Reproduce all of the data exactly, with no line skipped.
**** DATA EXCERPTS
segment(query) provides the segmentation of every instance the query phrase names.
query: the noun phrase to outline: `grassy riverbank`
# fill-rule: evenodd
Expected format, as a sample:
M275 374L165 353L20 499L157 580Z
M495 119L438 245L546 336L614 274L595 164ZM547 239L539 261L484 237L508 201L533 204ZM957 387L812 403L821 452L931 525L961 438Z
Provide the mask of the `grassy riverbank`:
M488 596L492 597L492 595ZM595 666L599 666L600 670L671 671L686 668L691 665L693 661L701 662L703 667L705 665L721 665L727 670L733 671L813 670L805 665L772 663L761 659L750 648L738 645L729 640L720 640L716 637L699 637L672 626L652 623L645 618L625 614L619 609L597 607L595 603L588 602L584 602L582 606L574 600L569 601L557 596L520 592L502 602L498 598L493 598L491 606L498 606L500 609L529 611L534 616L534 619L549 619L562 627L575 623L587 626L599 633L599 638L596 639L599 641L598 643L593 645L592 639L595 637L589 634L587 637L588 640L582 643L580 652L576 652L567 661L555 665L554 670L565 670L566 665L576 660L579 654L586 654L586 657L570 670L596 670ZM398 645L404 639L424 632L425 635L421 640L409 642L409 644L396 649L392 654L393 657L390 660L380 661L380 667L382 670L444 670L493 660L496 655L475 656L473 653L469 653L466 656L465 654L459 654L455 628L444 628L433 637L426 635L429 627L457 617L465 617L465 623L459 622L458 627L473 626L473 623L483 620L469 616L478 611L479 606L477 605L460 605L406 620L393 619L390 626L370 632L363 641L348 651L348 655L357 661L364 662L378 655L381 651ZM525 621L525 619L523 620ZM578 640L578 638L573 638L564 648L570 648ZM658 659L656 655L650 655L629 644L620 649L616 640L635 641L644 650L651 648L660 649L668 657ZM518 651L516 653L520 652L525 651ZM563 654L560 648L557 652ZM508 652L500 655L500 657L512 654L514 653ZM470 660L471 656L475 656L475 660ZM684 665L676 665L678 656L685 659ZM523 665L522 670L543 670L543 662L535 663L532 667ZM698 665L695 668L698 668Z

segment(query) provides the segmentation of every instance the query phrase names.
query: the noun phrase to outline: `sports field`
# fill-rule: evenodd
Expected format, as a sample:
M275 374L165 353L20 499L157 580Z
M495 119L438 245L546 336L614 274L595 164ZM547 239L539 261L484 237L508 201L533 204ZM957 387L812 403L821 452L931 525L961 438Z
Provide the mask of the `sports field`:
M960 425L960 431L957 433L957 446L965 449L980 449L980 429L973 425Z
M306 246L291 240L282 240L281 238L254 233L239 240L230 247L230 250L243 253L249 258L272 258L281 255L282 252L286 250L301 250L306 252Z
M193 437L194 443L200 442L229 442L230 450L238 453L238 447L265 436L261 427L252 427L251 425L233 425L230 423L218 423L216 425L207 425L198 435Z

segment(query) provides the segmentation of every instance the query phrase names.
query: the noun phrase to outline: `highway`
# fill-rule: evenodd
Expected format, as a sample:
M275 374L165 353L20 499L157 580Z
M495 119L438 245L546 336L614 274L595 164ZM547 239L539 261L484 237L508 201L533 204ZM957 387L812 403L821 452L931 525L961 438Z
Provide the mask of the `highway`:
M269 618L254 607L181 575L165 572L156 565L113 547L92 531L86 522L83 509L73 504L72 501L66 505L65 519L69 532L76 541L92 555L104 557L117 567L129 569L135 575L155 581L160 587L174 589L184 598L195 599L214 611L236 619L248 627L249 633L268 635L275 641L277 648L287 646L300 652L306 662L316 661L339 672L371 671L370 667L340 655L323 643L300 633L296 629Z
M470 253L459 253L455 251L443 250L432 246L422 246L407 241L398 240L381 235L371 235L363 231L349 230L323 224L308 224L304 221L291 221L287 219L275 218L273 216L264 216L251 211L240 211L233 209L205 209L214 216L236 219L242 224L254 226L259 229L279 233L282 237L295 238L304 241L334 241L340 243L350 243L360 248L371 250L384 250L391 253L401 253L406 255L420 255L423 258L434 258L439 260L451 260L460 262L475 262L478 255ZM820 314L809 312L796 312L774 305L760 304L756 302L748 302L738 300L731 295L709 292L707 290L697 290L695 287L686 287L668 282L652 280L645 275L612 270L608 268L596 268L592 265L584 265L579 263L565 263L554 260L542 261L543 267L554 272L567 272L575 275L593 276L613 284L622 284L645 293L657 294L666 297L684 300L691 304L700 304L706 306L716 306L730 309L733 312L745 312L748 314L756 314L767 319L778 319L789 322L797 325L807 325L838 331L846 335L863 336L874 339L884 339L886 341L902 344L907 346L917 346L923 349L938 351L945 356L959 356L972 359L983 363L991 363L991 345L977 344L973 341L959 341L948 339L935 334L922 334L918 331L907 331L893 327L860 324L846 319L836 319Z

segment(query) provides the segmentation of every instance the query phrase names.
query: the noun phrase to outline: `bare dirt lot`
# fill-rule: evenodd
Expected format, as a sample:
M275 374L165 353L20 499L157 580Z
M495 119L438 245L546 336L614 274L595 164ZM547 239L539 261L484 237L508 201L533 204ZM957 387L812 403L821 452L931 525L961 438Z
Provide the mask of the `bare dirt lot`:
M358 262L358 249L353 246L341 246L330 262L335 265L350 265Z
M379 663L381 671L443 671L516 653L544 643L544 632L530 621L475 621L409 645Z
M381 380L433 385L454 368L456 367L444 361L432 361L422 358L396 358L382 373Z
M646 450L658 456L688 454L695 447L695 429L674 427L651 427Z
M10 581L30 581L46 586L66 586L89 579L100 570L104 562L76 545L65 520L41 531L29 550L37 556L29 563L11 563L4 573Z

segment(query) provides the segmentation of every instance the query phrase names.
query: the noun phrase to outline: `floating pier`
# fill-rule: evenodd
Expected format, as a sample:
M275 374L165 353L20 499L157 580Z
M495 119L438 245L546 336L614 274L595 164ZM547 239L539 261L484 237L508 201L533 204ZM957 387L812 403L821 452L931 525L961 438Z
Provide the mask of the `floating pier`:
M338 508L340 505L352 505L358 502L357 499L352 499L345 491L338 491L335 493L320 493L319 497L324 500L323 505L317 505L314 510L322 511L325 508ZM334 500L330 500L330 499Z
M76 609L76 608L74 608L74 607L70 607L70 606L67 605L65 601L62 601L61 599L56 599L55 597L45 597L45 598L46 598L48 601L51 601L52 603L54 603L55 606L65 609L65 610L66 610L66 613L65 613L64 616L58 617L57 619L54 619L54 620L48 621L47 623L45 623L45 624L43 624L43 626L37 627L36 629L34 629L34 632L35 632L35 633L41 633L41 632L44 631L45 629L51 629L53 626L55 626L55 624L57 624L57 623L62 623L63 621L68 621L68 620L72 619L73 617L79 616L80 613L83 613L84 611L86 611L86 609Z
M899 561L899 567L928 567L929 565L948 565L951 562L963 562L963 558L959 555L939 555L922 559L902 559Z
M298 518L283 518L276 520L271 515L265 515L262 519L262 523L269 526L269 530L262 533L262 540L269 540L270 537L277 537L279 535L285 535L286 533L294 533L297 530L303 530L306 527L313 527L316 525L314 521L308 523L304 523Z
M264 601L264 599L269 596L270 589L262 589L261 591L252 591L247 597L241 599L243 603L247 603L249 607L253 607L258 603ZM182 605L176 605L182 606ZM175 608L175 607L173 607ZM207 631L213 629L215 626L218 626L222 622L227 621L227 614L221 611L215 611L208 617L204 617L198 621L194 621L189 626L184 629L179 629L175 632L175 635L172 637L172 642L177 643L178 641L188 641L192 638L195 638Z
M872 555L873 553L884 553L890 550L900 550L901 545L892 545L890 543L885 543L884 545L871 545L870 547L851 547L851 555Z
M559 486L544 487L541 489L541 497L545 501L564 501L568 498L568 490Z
********
### FINISHED ANSWER
segment(query) provides the segmentation of every instance the query phrase names.
query: the noun phrase to outline: `grassy riverbank`
# fill-rule: evenodd
Expected format, as a sample:
M275 374L165 353L20 499L157 580Z
M495 119L438 245L546 336L614 274L595 164ZM547 239L539 261L484 237L508 201L533 204ZM957 387L812 403L821 452L931 525L961 438Z
Provide the mask of the `grassy riverbank`:
M488 596L492 597L492 595ZM595 666L599 666L600 670L671 671L686 668L691 665L693 661L701 662L703 667L705 665L721 665L727 670L733 671L813 670L805 665L772 663L761 659L750 648L738 645L729 640L720 640L716 637L699 637L672 626L652 623L645 618L625 614L619 609L597 607L595 603L588 602L584 602L582 606L574 600L569 601L557 596L520 592L502 602L498 598L493 598L491 606L498 606L500 609L529 611L534 616L534 619L549 619L562 627L575 623L587 626L599 633L599 638L596 639L599 641L598 643L593 645L592 639L595 637L589 634L587 637L588 640L582 643L580 652L576 652L567 661L555 665L554 670L565 670L566 665L576 660L579 654L586 654L586 657L570 670L596 670ZM398 645L404 639L424 632L425 635L421 640L409 642L409 644L396 649L392 654L393 657L390 660L380 661L380 667L382 670L444 670L493 660L496 655L475 656L473 653L469 653L466 656L465 654L459 654L455 628L444 628L433 637L426 635L429 627L457 617L465 617L465 623L459 622L458 627L473 626L473 623L483 620L469 616L478 611L479 606L477 605L460 605L406 620L393 619L390 626L370 632L363 641L348 651L348 655L357 661L364 662L378 655L381 651ZM525 621L525 619L523 620ZM578 640L578 638L573 638L564 648L570 648ZM658 659L656 655L650 655L629 644L620 649L616 640L635 641L644 650L651 648L660 649L668 657ZM518 651L516 653L520 652L525 651ZM563 654L560 648L557 652ZM508 652L500 655L500 657L512 654L514 653ZM470 660L471 656L475 656L475 660ZM684 665L676 665L678 656L685 659ZM523 665L522 670L543 670L543 662L535 663L532 667ZM698 665L695 668L698 668Z

segment(query) provides the segmentation of every instance the query phrase names.
query: the noun phrase to outline: `sports field`
# fill-rule: evenodd
Expected format, as a sample:
M275 374L165 353L20 499L157 580Z
M495 119L438 245L546 336L614 274L595 164ZM547 239L539 261L484 237L508 201L533 204ZM957 387L812 403L821 452L931 525L961 438Z
Provide the mask of the `sports field`:
M960 425L960 431L957 433L957 446L965 449L980 449L980 429L973 425Z
M306 246L291 240L282 240L281 238L254 233L239 240L230 247L230 250L243 253L249 258L272 258L281 255L282 252L286 250L301 250L306 252Z
M193 437L194 443L200 442L229 442L230 450L238 453L238 447L265 436L261 427L252 427L251 425L233 425L230 423L218 423L216 425L207 425L198 435Z

segment(query) provides the segmentation of every instance the query phrase names.
query: the noun phrase to outline: `highway`
# fill-rule: evenodd
Expected format, as a sample:
M275 374L165 353L20 499L157 580Z
M495 119L438 245L546 336L614 274L595 164ZM547 239L539 261L484 237L508 201L533 204ZM957 387L812 403L821 452L931 525L961 438Z
Provide the mask of the `highway`:
M269 618L254 607L181 575L165 572L156 565L113 547L92 531L86 522L83 509L73 504L72 501L66 505L65 519L69 532L76 541L92 555L104 557L117 567L129 569L135 575L155 581L160 587L174 589L184 598L195 599L214 611L236 619L248 627L249 633L268 635L275 641L277 648L287 646L300 652L306 662L316 661L339 672L371 671L370 667L340 655L323 643L300 633L296 629Z
M470 253L459 253L455 251L443 250L432 246L422 246L407 241L398 240L381 235L371 235L363 231L349 230L323 224L308 224L304 221L291 221L287 219L275 218L273 216L264 216L251 211L240 211L233 209L205 209L214 216L236 219L242 224L254 226L259 229L279 233L282 237L295 238L304 241L334 241L340 243L350 243L360 248L371 250L384 250L391 253L401 253L406 255L420 255L423 258L434 258L439 260L451 260L460 262L475 262L478 255ZM820 314L809 312L796 312L774 305L760 304L756 302L748 302L738 300L731 295L709 292L707 290L697 290L695 287L686 287L668 282L652 280L645 275L612 270L608 268L596 268L592 265L584 265L579 263L565 263L554 260L542 261L543 267L554 272L567 272L575 275L593 276L613 284L622 284L645 293L657 294L666 297L684 300L691 304L700 304L706 306L716 306L730 309L733 312L745 312L748 314L756 314L767 319L778 319L789 322L797 325L807 325L838 331L846 335L863 336L874 339L884 339L886 341L902 344L907 346L917 346L923 349L938 351L945 356L959 356L972 359L983 363L991 363L991 345L977 344L973 341L959 341L948 339L935 334L922 334L918 331L907 331L893 327L860 324L846 319L836 319Z

segment(query) provides the segmentation of every instance the query phrase names.
query: the noun phrase to outline: `bare dirt lot`
# fill-rule: evenodd
Expected format, as a sample:
M275 374L165 353L20 499L157 580Z
M495 119L438 245L546 336L614 274L595 164ZM547 239L539 261L484 237L508 201L533 204ZM957 387L812 403L821 452L931 525L961 438Z
Provide the mask of the `bare dirt lot`:
M358 262L358 249L353 246L341 246L330 262L335 265L350 265Z
M379 663L381 671L443 671L516 653L544 643L544 632L530 621L475 621L409 645Z
M381 380L433 385L454 368L456 367L444 361L432 361L422 358L396 358L382 373Z
M646 450L658 456L688 454L695 447L695 429L674 427L651 427Z
M10 581L30 581L46 586L66 586L89 579L100 570L104 562L76 545L65 520L41 531L29 550L37 556L29 563L11 563L4 573Z

segment(query) provides the segmentation of every instance the query phrase names.
query: the noun phrase to outline: `floating pier`
# fill-rule: evenodd
Expected format, as a sample:
M275 374L165 353L20 499L157 580Z
M495 119L438 245L546 336L614 274L595 164ZM547 239L539 261L484 237L508 201L533 204ZM957 387L812 403L821 452L931 525L961 438Z
Provide the mask of the `floating pier`:
M338 508L340 505L352 505L358 502L357 499L352 499L345 491L338 491L335 493L320 493L319 497L324 500L323 505L317 505L314 510L322 511L325 508ZM334 500L330 500L330 499Z
M76 609L76 608L74 608L74 607L70 607L70 606L67 605L65 601L62 601L61 599L56 599L55 597L45 597L45 598L46 598L48 601L51 601L52 603L54 603L55 606L65 609L65 610L66 610L66 613L65 613L64 616L58 617L57 619L54 619L54 620L48 621L47 623L45 623L45 624L43 624L43 626L37 627L36 629L34 629L34 632L35 632L35 633L41 633L41 632L44 631L45 629L51 629L53 626L55 626L55 624L57 624L57 623L62 623L63 621L68 621L68 620L72 619L73 617L79 616L80 613L83 613L84 611L86 611L86 609Z
M899 561L899 567L928 567L929 565L948 565L951 562L963 562L963 558L959 555L939 555L922 559L902 559Z
M298 518L283 518L276 520L271 515L265 515L262 519L262 523L269 526L269 530L262 533L262 540L269 540L270 537L277 537L279 535L285 535L286 533L294 533L297 530L303 530L306 527L313 527L316 525L314 521L308 523L304 523Z
M264 601L264 599L269 596L270 589L262 589L261 591L252 591L247 597L241 599L243 603L247 603L249 607L253 607L258 603ZM182 605L176 605L182 606ZM175 608L175 607L173 607ZM207 631L213 629L215 626L218 626L222 622L227 621L227 614L221 611L215 611L208 617L204 617L198 621L194 621L189 626L184 629L179 629L175 632L175 635L172 637L172 642L177 643L178 641L188 641L192 638L195 638Z
M872 555L873 553L884 553L890 550L900 550L901 545L892 545L890 543L885 543L884 545L871 545L870 547L851 547L851 555Z
M559 486L544 487L541 489L541 497L545 501L564 501L568 498L568 490Z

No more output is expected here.